• **AUSGANGSTEXT**:
┄┄┄┄┄┄┄┄┄┄┄┄┄┄┄┄┄┄┄┄

Die viertägige Verhandlung wurde in einem Sicherungsverfahren vorgenommen. Die Voraussetzung dafür: Ein normales Strafverfahren ist wegen der angenommenen Schuldunfähigkeit des Beschuldigten nicht angesagt. Statt einer Verurteilung in Form einer Haftstrafe kommt deshalb die Unterbringung in einem psychiatrischen Krankenhaus in Betracht.

Die Schuldunfähigkeit des Beschuldigten hatte der psychiatrische Sachverständige am vorletzten Verhandlungstag detailliert geschildert. Er sprach von einer paranoiden Schizophrenie, die sich bereits in frühen Jahren des heute 52-Jährigen abgezeichnet haben soll. Dass sich der Beschuldigte zur Tatzeit am 2. Februar in einem psychotischen Schub befunden hat, begründete der Sachverständige wiederholt. Demnach galt zu klären, ob der Beschuldigte in einem psychiatrischen Krankenhaus untergebracht werden soll.

Die Staatsanwältin hatte am gestrigen Verhandlungstag jedoch eine andere Vorstellung. Sie betonte, dass sie einen Antrag gestellt habe, um den Fall doch in ein Strafverfahren überzuleiten, sodass der Beschuldigte als schuldfähig verurteilt werden könnte, wenn auch vermindert.

┄┄┄┄┄┄┄┄┄┄┄┄┄┄┄┄┄┄┄┄

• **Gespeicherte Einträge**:
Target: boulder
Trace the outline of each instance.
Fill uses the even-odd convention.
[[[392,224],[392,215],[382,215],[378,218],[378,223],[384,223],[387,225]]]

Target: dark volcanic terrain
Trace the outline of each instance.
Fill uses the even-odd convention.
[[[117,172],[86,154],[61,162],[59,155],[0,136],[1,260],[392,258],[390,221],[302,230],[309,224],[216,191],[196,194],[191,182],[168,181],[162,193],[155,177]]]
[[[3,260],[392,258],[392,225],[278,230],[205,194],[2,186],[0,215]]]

┄┄┄┄┄┄┄┄┄┄┄┄┄┄┄┄┄┄┄┄

• **ZU ERLEDIGENDE AUFGABEN**:
1. Übertragen Sie den Satz „Die Staatsanwältin hatte am gestrigen Verhandlungstag jedoch eine andere Vorstellung.“ aus dem Text über das Sicherungsverfahren ins Englische.
2. Beantworten Sie anhand des Textes über das Sicherungsverfahren:
(a) Wie viele Tage dauerte die Verhandlung?
(b) An welcher Erkrankung leidet der Beschuldigte laut dem Sachverständigen?
(c) An welchem Tag lag die Tatzeit?
3. Fassen Sie den Absatz aus dem Text über das Sicherungsverfahren, der mit „Die Schuldunfähigkeit des Beschuldigten hatte“ beginnt, als Stichpunktliste zusammen und behalten Sie die wesentlichen Fakten bei.
Die Einträge werden hier nicht benötigt.

• **LÖSUNGEN**:
1. On the previous day of the hearing, however, the prosecutor had a different view.

2.
(a) Vier Tage.
(b) An einer paranoiden Schizophrenie.
(c) Am 2. Februar.

3.
- Der psychiatrische Sachverständige schilderte am vorletzten Verhandlungstag ausführlich die Schuldunfähigkeit des Beschuldigten.
- Er sprach von paranoider Schizophrenie, die sich schon in frühen Jahren des heute 52-Jährigen abgezeichnet haben soll.
- Laut dem Sachverständigen befand sich der Beschuldigte zur Tatzeit am 2. Februar in einem psychotischen Schub.
- Zu klären war daher, ob der Beschuldigte in einem psychiatrischen Krankenhaus untergebracht werden soll.